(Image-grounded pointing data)
******************************
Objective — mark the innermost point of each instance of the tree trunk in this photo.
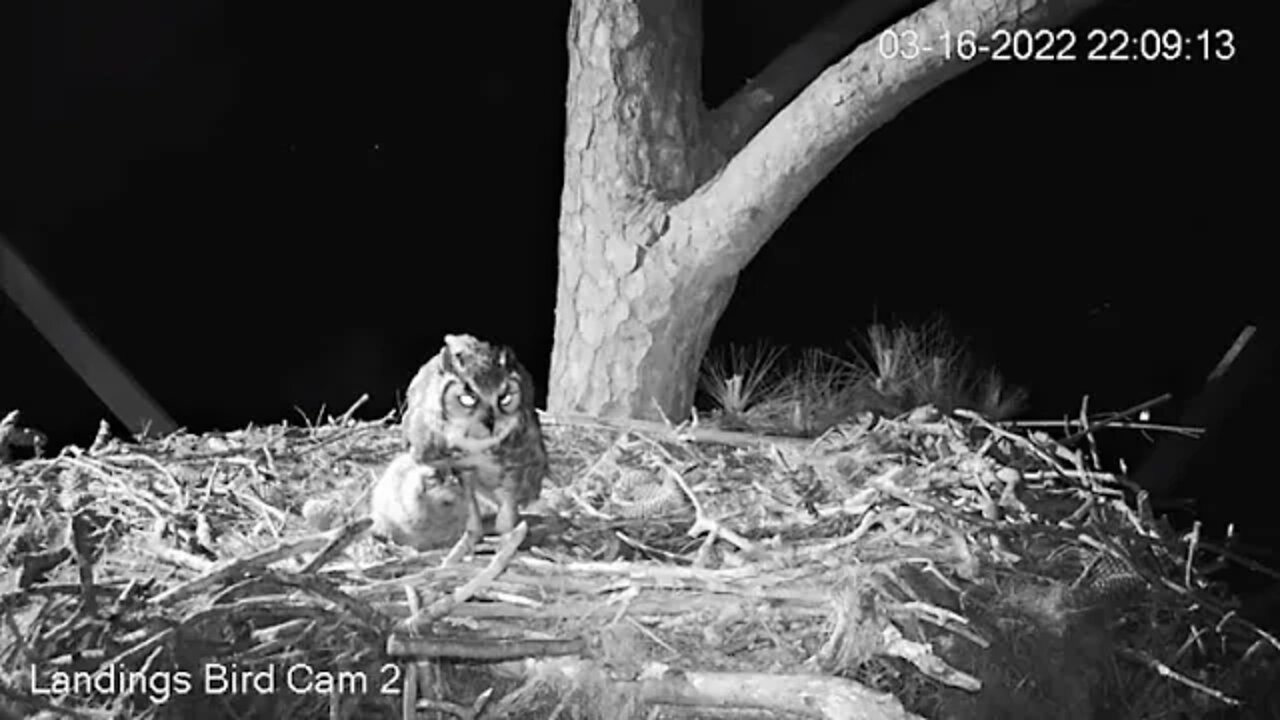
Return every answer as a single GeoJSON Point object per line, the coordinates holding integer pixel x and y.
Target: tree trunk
{"type": "Point", "coordinates": [664, 201]}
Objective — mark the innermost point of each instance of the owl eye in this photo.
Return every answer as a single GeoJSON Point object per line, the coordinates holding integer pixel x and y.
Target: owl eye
{"type": "Point", "coordinates": [507, 400]}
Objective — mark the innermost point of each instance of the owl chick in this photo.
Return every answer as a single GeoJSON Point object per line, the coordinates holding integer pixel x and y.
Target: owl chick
{"type": "Point", "coordinates": [472, 406]}
{"type": "Point", "coordinates": [420, 506]}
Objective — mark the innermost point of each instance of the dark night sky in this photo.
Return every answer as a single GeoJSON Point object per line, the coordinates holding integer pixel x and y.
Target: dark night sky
{"type": "Point", "coordinates": [265, 212]}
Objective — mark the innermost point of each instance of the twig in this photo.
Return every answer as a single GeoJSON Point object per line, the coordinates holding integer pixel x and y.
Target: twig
{"type": "Point", "coordinates": [704, 523]}
{"type": "Point", "coordinates": [233, 569]}
{"type": "Point", "coordinates": [343, 537]}
{"type": "Point", "coordinates": [400, 645]}
{"type": "Point", "coordinates": [346, 417]}
{"type": "Point", "coordinates": [1097, 424]}
{"type": "Point", "coordinates": [694, 434]}
{"type": "Point", "coordinates": [1130, 425]}
{"type": "Point", "coordinates": [440, 607]}
{"type": "Point", "coordinates": [1166, 671]}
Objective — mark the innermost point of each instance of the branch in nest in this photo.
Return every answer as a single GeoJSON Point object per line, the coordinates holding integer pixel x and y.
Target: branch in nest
{"type": "Point", "coordinates": [805, 696]}
{"type": "Point", "coordinates": [403, 646]}
{"type": "Point", "coordinates": [442, 607]}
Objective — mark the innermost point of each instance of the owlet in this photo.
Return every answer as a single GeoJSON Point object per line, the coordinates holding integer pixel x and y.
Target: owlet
{"type": "Point", "coordinates": [471, 406]}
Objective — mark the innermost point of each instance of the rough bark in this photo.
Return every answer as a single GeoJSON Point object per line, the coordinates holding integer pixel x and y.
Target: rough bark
{"type": "Point", "coordinates": [657, 219]}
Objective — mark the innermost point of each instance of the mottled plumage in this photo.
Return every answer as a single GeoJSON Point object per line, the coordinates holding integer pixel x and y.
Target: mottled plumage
{"type": "Point", "coordinates": [420, 506]}
{"type": "Point", "coordinates": [471, 406]}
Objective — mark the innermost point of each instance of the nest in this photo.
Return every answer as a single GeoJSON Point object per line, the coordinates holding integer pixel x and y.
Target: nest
{"type": "Point", "coordinates": [922, 566]}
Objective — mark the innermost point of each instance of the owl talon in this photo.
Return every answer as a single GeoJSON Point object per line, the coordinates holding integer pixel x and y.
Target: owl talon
{"type": "Point", "coordinates": [461, 550]}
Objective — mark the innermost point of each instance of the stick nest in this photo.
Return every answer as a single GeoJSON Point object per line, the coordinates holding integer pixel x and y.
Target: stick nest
{"type": "Point", "coordinates": [922, 566]}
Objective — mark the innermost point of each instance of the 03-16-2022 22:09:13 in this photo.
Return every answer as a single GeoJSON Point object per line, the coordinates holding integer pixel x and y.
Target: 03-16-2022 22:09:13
{"type": "Point", "coordinates": [1061, 45]}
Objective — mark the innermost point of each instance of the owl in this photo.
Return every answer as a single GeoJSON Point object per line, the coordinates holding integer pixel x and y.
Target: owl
{"type": "Point", "coordinates": [471, 406]}
{"type": "Point", "coordinates": [420, 506]}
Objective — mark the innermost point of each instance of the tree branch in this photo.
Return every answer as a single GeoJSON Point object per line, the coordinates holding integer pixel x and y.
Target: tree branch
{"type": "Point", "coordinates": [736, 119]}
{"type": "Point", "coordinates": [768, 178]}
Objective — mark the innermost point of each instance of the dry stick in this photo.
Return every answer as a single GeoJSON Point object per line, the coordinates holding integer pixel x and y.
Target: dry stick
{"type": "Point", "coordinates": [346, 417]}
{"type": "Point", "coordinates": [1137, 425]}
{"type": "Point", "coordinates": [461, 595]}
{"type": "Point", "coordinates": [19, 697]}
{"type": "Point", "coordinates": [703, 523]}
{"type": "Point", "coordinates": [677, 433]}
{"type": "Point", "coordinates": [233, 569]}
{"type": "Point", "coordinates": [400, 645]}
{"type": "Point", "coordinates": [1097, 424]}
{"type": "Point", "coordinates": [344, 536]}
{"type": "Point", "coordinates": [1166, 671]}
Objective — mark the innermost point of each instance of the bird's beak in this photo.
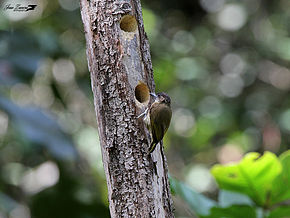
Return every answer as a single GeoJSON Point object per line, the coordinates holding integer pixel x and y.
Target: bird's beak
{"type": "Point", "coordinates": [153, 94]}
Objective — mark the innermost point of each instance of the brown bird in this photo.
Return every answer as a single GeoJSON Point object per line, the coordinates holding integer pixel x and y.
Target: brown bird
{"type": "Point", "coordinates": [157, 118]}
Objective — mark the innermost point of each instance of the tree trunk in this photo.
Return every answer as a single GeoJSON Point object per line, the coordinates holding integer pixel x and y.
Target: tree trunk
{"type": "Point", "coordinates": [121, 74]}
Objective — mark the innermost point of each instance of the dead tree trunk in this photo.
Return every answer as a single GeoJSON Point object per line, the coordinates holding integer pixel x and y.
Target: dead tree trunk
{"type": "Point", "coordinates": [122, 77]}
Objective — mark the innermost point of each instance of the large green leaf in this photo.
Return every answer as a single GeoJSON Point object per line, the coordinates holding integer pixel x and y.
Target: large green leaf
{"type": "Point", "coordinates": [228, 198]}
{"type": "Point", "coordinates": [253, 176]}
{"type": "Point", "coordinates": [235, 211]}
{"type": "Point", "coordinates": [280, 212]}
{"type": "Point", "coordinates": [197, 202]}
{"type": "Point", "coordinates": [281, 185]}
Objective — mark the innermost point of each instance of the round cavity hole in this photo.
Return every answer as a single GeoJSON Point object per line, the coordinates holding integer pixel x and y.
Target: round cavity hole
{"type": "Point", "coordinates": [128, 23]}
{"type": "Point", "coordinates": [142, 93]}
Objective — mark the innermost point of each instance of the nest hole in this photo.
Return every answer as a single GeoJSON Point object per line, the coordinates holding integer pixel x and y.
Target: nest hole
{"type": "Point", "coordinates": [128, 23]}
{"type": "Point", "coordinates": [142, 93]}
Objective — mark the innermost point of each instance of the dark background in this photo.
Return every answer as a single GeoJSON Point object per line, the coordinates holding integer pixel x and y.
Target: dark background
{"type": "Point", "coordinates": [225, 65]}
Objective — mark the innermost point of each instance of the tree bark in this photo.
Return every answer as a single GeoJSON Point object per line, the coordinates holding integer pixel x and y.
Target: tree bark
{"type": "Point", "coordinates": [119, 61]}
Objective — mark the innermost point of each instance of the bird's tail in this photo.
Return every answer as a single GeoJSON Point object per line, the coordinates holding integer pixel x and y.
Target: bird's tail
{"type": "Point", "coordinates": [152, 147]}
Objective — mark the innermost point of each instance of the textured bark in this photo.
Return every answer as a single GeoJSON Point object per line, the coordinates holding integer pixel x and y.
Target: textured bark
{"type": "Point", "coordinates": [137, 183]}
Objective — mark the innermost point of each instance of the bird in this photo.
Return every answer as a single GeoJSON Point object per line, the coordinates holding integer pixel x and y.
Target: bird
{"type": "Point", "coordinates": [157, 118]}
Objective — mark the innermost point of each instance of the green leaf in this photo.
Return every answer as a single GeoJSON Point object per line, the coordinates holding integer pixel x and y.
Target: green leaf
{"type": "Point", "coordinates": [41, 129]}
{"type": "Point", "coordinates": [235, 211]}
{"type": "Point", "coordinates": [253, 176]}
{"type": "Point", "coordinates": [280, 212]}
{"type": "Point", "coordinates": [197, 202]}
{"type": "Point", "coordinates": [281, 185]}
{"type": "Point", "coordinates": [228, 198]}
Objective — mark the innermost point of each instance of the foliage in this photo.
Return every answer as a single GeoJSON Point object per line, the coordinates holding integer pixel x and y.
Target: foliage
{"type": "Point", "coordinates": [257, 186]}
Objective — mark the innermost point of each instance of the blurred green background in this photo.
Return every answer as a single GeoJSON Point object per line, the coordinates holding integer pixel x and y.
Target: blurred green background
{"type": "Point", "coordinates": [224, 63]}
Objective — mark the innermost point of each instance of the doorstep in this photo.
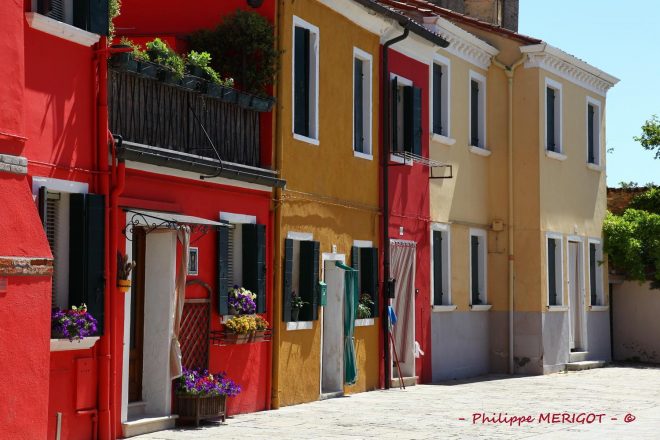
******************************
Write out exactly the opening lines of the data, stopping after the line that holds "eye in this photo.". Exclude pictures.

## Answer for this exercise
Objective — mark the innermost point of each instance of the tree trunk in this photo.
Return every answer as a single GeoJSON Point object per line, the coordinates holding integer pixel x and y.
Target: tree trunk
{"type": "Point", "coordinates": [664, 201]}
Objective — mark the innermost point of each instance of the owl eye in this photo.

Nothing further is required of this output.